_GIVEN PASSAGE_
◇ ◇ ◇ ◇ ◇ ◇ ◇

To accommodate a wide range of potential architectures, all numeric and ordinal columns were normalized (except our target).

In [16]:
#Check dataset quality (train Portuguese example)
from eda.premodeling_check import premodeling_regression_check
print(premodeling_regression_check(train_port))

#Missing values
No missing values detected.

#Feature types
No non-numeric columns detected.

#Feature variance
No constant columns detected.

#Outliers
##Original continuous features
- Total outliers detected: 30
- Top contributing features:
  1. G2: 14
  2. G1: 10
  3. Early_Progress_Index: 5
  4. G3: 1
##PCA/MCA-derived features
No significant PCA/MCA-related outliers detected.

#High correlations (|r| ≥ 0.70)

◇ ◇ ◇ ◇ ◇ ◇ ◇

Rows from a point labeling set
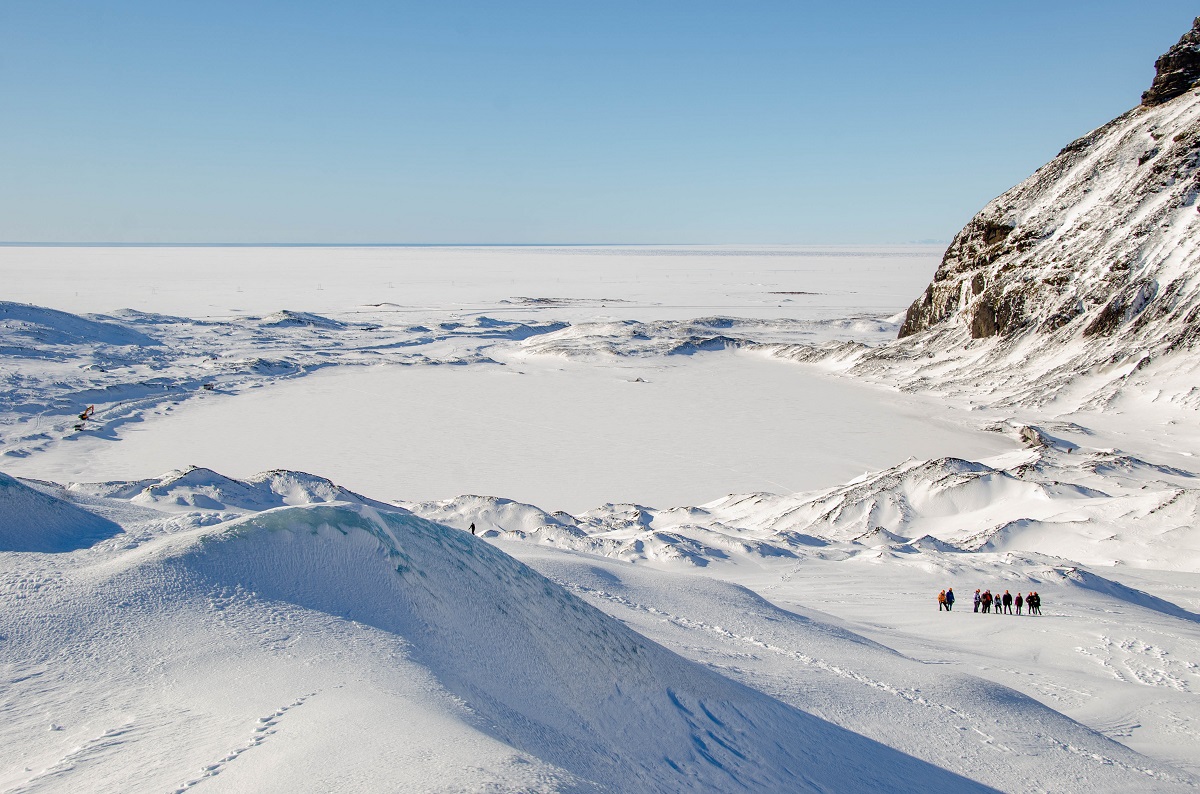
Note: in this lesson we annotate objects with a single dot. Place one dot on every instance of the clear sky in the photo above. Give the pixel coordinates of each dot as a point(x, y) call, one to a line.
point(547, 121)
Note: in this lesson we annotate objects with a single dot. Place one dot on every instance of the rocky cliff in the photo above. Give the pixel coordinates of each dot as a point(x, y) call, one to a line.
point(1098, 240)
point(1095, 257)
point(1091, 265)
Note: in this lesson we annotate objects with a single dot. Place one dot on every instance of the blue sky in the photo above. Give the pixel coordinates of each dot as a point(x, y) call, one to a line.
point(557, 121)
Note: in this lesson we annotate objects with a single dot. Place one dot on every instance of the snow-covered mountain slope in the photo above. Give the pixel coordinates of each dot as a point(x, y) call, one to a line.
point(1089, 264)
point(340, 644)
point(371, 645)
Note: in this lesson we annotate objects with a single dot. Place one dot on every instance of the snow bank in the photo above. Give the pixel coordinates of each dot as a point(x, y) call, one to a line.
point(31, 521)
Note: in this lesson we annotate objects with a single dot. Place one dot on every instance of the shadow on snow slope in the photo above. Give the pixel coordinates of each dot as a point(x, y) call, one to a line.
point(31, 521)
point(547, 673)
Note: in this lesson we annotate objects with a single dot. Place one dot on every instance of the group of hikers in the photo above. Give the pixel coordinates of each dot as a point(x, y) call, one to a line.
point(1003, 603)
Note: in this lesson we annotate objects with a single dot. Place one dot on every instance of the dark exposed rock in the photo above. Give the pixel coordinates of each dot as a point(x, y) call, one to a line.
point(1177, 70)
point(1079, 245)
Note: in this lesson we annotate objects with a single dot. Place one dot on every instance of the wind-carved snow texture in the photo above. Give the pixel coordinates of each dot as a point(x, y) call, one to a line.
point(519, 661)
point(203, 625)
point(132, 362)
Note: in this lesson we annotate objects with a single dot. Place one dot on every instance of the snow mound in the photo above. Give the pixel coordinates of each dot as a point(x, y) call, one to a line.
point(549, 674)
point(31, 521)
point(1090, 581)
point(287, 318)
point(23, 325)
point(207, 489)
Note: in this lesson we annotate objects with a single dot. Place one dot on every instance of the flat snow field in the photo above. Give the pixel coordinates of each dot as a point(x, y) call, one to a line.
point(559, 434)
point(165, 627)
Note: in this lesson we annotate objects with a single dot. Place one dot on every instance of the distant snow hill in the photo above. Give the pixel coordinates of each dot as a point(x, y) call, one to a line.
point(1091, 262)
point(307, 645)
point(34, 326)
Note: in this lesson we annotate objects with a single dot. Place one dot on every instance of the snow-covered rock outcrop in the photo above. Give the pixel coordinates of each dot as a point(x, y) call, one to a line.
point(1090, 260)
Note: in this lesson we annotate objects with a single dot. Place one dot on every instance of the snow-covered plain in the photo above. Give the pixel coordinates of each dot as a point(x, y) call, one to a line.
point(163, 627)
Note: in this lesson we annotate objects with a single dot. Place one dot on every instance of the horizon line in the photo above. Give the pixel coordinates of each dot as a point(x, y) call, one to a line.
point(43, 244)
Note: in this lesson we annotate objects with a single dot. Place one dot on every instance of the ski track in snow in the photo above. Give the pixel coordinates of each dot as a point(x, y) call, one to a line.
point(265, 728)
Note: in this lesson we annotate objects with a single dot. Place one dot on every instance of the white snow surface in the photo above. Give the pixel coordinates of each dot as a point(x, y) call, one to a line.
point(731, 529)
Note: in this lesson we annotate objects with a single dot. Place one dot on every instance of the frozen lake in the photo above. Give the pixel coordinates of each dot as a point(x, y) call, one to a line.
point(559, 434)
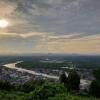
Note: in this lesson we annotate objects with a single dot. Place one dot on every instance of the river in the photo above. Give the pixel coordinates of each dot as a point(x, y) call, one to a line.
point(12, 66)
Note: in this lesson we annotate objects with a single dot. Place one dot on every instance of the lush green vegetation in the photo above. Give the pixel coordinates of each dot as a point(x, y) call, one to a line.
point(37, 64)
point(95, 84)
point(54, 65)
point(40, 90)
point(66, 89)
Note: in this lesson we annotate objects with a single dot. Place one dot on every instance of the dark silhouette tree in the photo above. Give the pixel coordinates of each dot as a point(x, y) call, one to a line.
point(73, 81)
point(63, 79)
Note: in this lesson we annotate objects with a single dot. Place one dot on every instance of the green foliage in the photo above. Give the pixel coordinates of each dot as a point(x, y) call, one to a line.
point(5, 85)
point(47, 90)
point(66, 96)
point(94, 89)
point(96, 74)
point(37, 64)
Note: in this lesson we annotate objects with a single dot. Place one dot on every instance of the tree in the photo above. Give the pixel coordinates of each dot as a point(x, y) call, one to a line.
point(73, 81)
point(63, 79)
point(94, 89)
point(5, 85)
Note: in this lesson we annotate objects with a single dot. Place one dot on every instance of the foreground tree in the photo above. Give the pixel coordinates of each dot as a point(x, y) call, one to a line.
point(94, 89)
point(73, 81)
point(63, 79)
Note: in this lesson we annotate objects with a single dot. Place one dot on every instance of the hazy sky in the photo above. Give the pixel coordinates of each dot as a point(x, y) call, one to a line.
point(61, 26)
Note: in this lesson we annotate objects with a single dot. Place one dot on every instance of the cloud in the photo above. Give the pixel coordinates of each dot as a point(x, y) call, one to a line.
point(51, 25)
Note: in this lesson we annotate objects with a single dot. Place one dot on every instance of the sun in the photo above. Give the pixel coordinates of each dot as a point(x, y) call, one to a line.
point(3, 23)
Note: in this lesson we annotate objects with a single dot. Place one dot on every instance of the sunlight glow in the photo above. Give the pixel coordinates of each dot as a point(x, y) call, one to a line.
point(3, 23)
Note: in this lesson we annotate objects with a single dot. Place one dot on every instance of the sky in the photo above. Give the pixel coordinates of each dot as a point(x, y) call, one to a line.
point(50, 26)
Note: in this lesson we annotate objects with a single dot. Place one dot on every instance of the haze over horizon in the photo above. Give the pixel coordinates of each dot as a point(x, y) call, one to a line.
point(49, 26)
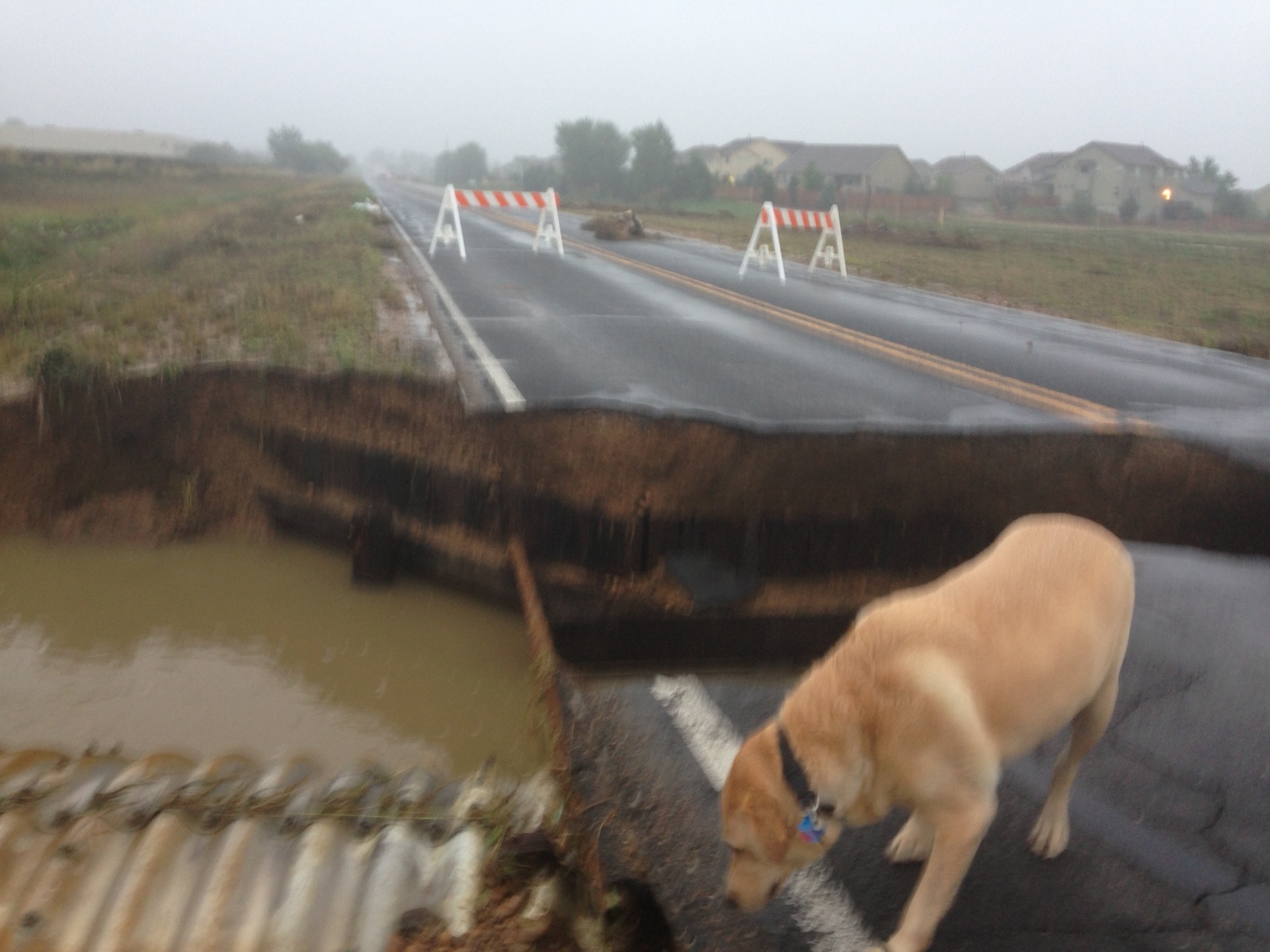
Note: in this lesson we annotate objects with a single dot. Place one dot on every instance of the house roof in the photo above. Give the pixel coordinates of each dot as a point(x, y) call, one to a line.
point(729, 148)
point(1198, 187)
point(1131, 155)
point(837, 160)
point(954, 164)
point(1038, 163)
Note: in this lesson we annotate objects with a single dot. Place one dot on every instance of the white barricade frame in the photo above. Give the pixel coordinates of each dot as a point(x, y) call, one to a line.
point(549, 220)
point(828, 222)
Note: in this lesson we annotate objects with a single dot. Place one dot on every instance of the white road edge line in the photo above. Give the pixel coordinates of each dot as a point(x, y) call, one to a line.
point(821, 908)
point(508, 395)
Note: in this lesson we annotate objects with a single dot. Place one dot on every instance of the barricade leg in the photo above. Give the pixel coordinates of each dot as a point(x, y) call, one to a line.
point(837, 236)
point(769, 216)
point(826, 255)
point(550, 231)
point(448, 203)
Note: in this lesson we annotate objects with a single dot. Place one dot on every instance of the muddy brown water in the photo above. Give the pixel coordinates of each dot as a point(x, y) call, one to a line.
point(217, 646)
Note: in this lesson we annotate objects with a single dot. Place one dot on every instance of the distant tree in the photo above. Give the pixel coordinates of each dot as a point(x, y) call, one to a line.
point(691, 178)
point(653, 163)
point(763, 179)
point(813, 179)
point(1228, 201)
point(1211, 172)
point(539, 177)
point(291, 152)
point(1129, 208)
point(461, 166)
point(592, 156)
point(1233, 203)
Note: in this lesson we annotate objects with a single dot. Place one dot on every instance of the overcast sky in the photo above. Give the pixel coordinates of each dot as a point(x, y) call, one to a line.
point(1000, 79)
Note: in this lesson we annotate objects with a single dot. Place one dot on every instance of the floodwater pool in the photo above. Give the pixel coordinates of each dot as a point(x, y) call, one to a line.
point(262, 649)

◇ ◇ ◇ ◇ ◇ ◇ ◇

Extend the dataset quality check, picking up right after its last line. These rows have nothing to do with the dataset quality check.

_OUTPUT FOR THIS EXERCISE_
- Strongest correlations:
  1. failures ↔ Failures_Bin: 0.980
  2. G1 ↔ Prior_Grades_Mean: 0.971
  3. G2 ↔ Prior_Grades_Mean: 0.969
  4. Walc ↔ Alcohol_Index: 0.935
  5. G2 ↔ G3: 0.931
  6. Prior_Grades_Mean ↔ G3: 0.926
  7. Medu ↔ Parental_Edu_Level: 0.918
  8. Fedu ↔ Parental_Edu_Level: 0.909
  9. Parental_Edu_Level ↔ Parental_Edu_Bin: 0.899
  10. G1 ↔ G2: 0.880
- 6 additional correlated pairs above threshold

#Target validation
No target specified.

#Dataset size
No size-related risks detected.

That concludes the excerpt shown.